▶ GIVEN PASSAGE
= Standard form contract =

Type of contract between two parties

A standard form contract (sometimes referred to as a contract of adhesion, a leonine contract, (Note: A "leonine contract" is a contract where one party faces a possibility of loss but no possibility of gain. For example, in Republic of Djibouti et al. v Boreh et al. (2016), Zeinab Ali, a Djiboutian qualified lawyer and board member, argued that there were "leonine aspects" to a joint venture agreement for the development of the port of Doraleh in Djibouti. In cross-examination, Ali explained that by "leonine" she meant that the provisions in the contract ... were one-sided, preserving the rights of DP World (the port operator) to the detriment of the Republic. In the Scottish case of Sir William Hope of Kirkliston vs. William Gordon of Balcomy (or Balcomie) (1700), an alleged agreement between them is described as "a societas seu pactum leoninum, where [one] might have loss, but in no event any profit".) a take-it-or-leave-it contract, or a boilerplate contract) is a contract between two parties, where the terms and conditions of the contract are set by one of the parties, and the other party has little or no ability to negotiate more favorable terms and is thus placed in a "take it or leave it" position.

While these types of contracts are not illegal per se, there exists a potential for unconscionability. In addition, in the event of an ambiguity, such ambiguity will be resolved contra proferentem, i.e. against the party drafting the contract language.

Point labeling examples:
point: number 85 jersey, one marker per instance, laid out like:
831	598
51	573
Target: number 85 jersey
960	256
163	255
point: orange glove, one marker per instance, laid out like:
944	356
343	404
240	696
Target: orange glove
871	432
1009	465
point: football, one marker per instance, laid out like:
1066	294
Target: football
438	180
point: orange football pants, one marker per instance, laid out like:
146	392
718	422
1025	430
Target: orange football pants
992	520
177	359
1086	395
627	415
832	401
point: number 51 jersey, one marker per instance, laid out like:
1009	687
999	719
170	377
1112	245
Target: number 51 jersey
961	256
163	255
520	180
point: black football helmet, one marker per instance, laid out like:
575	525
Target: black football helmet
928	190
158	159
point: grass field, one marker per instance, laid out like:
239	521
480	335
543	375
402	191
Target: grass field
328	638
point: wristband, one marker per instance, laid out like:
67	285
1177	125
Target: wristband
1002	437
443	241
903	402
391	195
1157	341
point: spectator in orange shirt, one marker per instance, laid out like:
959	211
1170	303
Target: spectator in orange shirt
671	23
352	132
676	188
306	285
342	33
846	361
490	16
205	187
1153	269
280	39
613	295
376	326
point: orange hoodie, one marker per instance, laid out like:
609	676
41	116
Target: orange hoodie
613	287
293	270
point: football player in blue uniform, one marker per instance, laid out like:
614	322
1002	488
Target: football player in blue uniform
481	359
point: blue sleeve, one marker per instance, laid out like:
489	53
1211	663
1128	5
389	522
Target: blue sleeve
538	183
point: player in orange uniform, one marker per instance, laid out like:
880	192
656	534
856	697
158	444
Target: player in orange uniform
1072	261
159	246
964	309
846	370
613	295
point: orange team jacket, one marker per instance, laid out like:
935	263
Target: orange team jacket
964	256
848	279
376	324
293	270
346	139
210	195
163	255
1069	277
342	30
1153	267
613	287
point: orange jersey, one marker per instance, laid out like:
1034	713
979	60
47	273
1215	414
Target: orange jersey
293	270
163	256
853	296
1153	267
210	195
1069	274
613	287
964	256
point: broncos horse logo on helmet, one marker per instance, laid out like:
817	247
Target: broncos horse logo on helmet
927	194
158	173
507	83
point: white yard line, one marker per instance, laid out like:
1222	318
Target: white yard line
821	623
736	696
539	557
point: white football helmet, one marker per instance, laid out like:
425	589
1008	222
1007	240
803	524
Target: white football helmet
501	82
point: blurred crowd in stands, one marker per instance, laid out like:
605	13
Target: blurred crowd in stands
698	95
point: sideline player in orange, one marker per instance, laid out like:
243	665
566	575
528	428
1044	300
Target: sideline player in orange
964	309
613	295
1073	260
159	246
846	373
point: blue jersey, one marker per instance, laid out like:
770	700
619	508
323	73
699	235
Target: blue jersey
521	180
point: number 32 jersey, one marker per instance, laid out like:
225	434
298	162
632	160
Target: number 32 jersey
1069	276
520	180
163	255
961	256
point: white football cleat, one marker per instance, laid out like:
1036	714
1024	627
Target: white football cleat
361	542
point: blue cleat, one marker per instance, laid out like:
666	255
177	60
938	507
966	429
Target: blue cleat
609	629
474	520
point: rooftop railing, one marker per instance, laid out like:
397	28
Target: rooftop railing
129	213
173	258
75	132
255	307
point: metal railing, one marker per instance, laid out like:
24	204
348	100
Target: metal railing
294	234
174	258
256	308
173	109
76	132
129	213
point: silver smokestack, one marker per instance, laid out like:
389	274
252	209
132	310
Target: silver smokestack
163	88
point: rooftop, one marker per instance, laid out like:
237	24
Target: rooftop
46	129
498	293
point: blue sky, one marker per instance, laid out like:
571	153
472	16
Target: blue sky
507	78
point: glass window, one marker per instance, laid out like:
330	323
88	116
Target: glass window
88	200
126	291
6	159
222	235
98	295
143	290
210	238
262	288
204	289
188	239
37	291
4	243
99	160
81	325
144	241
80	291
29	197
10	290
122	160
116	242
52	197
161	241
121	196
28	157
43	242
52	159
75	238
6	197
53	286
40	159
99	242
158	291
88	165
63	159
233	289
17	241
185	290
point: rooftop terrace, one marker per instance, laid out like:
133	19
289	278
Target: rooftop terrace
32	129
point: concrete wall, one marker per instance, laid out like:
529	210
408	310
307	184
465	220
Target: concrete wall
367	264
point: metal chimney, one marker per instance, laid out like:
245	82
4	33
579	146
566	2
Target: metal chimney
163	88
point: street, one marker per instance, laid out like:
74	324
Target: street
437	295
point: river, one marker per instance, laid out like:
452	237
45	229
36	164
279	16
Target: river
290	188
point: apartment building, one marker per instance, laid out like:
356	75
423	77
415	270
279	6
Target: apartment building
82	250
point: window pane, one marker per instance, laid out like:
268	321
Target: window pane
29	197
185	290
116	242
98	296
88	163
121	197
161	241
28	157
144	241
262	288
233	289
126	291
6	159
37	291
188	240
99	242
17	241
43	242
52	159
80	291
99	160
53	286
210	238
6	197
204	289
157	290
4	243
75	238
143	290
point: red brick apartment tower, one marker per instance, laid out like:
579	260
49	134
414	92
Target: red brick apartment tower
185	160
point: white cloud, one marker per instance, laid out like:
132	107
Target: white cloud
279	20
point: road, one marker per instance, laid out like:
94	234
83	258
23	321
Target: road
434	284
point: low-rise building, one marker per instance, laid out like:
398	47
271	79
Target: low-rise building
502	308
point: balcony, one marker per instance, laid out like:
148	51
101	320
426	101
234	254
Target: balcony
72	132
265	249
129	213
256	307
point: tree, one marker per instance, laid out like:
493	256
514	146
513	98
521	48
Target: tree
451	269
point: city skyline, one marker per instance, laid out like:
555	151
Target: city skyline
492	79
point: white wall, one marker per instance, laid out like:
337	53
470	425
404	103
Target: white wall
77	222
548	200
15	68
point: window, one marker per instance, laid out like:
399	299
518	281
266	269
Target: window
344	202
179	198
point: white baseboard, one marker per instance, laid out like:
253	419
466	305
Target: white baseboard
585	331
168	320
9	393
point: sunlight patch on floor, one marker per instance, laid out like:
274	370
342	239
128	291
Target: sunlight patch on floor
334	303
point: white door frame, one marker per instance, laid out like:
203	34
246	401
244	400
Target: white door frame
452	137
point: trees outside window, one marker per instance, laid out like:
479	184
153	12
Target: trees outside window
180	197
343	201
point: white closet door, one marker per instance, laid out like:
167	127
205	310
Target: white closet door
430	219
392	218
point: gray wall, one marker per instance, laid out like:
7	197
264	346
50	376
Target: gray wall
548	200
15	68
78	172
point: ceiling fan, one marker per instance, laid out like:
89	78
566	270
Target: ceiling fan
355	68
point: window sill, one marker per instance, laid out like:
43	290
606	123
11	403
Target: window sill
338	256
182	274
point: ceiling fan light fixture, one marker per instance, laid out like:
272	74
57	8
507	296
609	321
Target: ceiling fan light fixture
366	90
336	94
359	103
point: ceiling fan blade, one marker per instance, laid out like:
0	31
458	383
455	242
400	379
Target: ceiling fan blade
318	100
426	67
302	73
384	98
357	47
==
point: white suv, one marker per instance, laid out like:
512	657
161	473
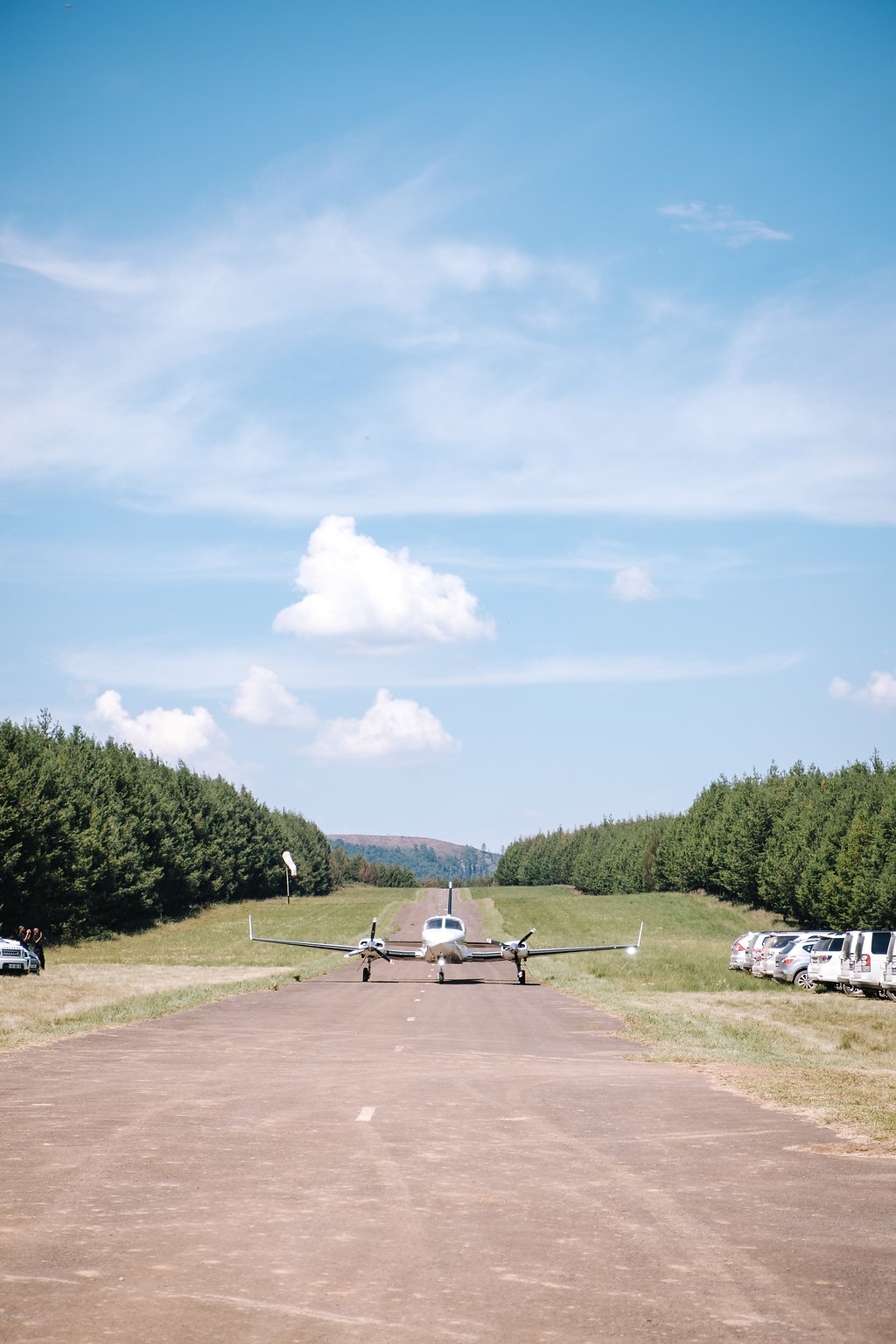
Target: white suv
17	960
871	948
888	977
==
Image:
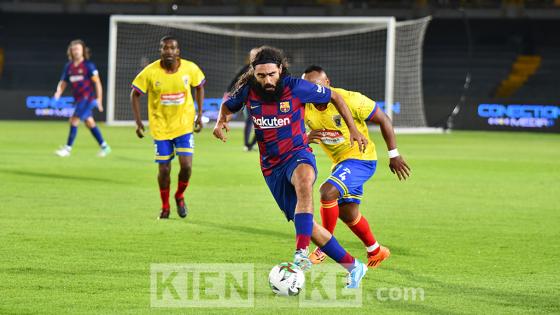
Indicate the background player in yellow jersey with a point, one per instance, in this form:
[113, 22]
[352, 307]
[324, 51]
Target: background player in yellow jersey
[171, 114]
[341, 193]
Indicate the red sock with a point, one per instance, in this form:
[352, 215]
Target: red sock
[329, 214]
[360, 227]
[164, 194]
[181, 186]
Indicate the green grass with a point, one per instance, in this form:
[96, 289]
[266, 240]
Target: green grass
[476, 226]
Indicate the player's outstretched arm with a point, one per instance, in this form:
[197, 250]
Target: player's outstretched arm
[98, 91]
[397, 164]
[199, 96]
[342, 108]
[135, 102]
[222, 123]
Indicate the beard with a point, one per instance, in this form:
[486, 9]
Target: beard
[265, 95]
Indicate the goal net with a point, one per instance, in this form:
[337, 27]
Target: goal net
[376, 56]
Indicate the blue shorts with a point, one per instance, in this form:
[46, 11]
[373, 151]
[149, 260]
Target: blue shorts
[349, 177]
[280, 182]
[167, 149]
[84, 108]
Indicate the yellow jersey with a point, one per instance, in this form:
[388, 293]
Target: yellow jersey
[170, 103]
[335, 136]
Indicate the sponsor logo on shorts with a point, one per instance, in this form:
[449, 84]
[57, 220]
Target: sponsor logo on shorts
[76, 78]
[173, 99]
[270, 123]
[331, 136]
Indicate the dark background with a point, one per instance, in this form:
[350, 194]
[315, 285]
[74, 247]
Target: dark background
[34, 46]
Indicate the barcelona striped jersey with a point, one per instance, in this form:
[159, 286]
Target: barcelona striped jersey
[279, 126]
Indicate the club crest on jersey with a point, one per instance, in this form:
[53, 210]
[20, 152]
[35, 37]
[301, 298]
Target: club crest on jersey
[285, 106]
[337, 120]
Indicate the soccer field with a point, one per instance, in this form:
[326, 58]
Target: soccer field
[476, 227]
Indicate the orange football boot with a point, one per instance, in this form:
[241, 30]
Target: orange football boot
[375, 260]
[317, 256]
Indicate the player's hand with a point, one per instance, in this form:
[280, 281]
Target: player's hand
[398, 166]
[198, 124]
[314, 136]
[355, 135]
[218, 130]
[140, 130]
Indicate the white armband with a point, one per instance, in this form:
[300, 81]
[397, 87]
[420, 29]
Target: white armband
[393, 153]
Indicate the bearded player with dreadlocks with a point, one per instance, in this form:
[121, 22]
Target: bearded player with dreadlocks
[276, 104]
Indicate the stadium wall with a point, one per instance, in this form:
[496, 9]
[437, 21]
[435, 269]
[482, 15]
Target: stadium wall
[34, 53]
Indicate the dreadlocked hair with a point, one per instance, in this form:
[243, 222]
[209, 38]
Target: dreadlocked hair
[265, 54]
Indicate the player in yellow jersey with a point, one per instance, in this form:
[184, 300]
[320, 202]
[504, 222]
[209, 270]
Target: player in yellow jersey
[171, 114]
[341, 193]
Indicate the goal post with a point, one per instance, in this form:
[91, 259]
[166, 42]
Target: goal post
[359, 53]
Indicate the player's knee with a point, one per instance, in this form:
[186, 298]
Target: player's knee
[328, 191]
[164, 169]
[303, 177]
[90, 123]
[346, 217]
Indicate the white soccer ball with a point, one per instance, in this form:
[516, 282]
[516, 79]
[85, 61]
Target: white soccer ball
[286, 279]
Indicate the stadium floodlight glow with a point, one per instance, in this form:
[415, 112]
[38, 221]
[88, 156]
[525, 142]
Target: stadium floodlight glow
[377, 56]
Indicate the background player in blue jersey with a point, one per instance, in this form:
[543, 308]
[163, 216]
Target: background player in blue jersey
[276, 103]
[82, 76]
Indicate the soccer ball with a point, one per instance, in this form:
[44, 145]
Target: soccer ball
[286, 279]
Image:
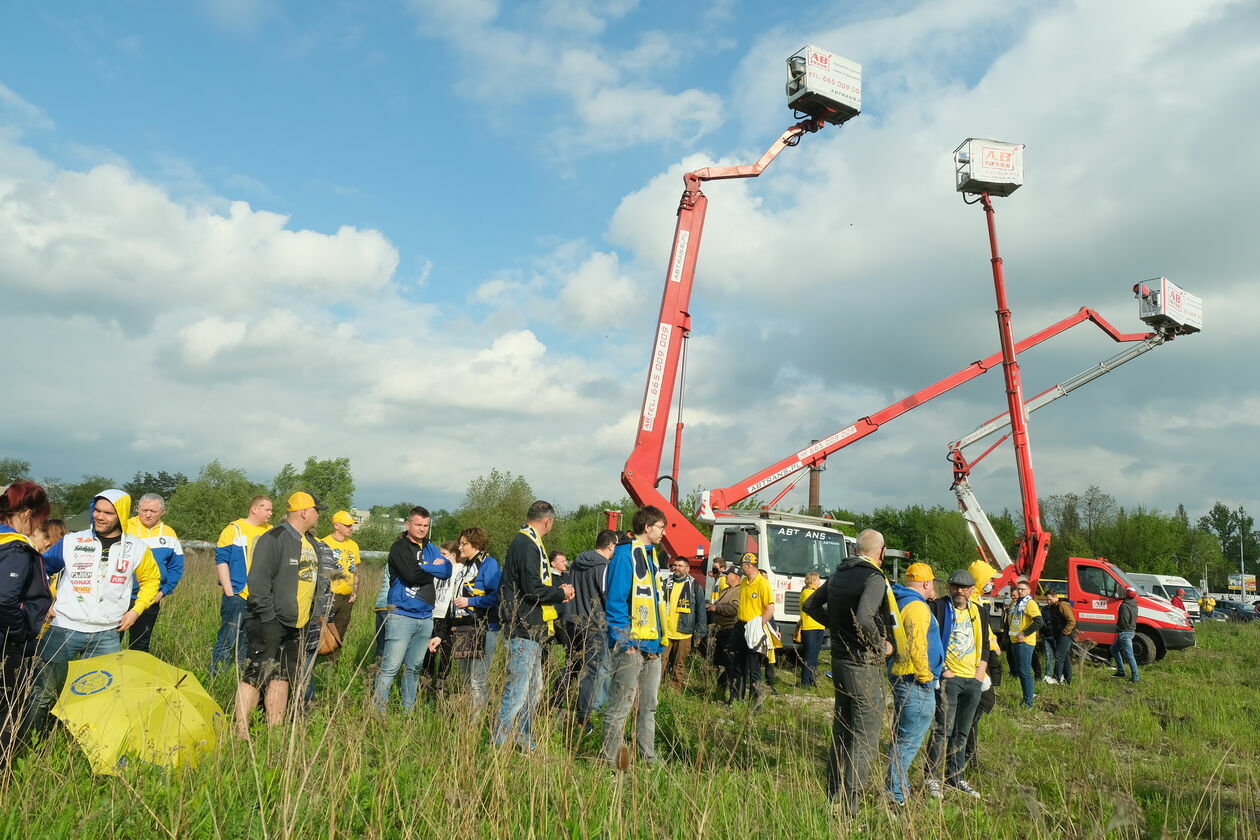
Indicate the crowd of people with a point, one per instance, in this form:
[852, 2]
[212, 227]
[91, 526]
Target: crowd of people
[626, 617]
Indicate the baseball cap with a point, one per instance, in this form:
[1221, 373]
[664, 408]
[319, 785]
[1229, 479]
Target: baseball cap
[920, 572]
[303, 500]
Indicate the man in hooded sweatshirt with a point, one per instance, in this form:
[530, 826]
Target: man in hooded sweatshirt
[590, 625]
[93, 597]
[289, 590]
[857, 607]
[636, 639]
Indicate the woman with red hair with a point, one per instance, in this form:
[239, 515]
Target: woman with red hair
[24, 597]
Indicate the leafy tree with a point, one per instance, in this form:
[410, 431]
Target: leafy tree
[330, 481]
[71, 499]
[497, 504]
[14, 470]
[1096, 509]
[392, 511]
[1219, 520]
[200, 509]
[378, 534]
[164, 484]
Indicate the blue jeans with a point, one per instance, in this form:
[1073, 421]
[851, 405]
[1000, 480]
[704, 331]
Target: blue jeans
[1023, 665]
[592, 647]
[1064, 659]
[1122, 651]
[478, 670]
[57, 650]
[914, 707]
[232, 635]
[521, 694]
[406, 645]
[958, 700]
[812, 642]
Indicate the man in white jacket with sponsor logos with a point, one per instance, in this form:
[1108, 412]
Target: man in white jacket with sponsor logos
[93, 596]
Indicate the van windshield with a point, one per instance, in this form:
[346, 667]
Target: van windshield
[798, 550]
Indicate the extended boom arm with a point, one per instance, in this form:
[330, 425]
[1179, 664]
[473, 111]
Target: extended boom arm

▶ YOUR TASKS
(a) Print everything in the standard form contract passage from "While these types" down to "the contract language.".
(b) According to the standard form contract passage, against which party is an ambiguity in such a contract resolved?
None of the rows are needed here.

▶ ANSWERS
(a)
While these types of contracts are not illegal per se, there exists a potential for unconscionability. In addition, in the event of an ambiguity, such ambiguity will be resolved contra proferentem, i.e. against the party drafting the contract language.

(b) Against the party that drafted the contract language.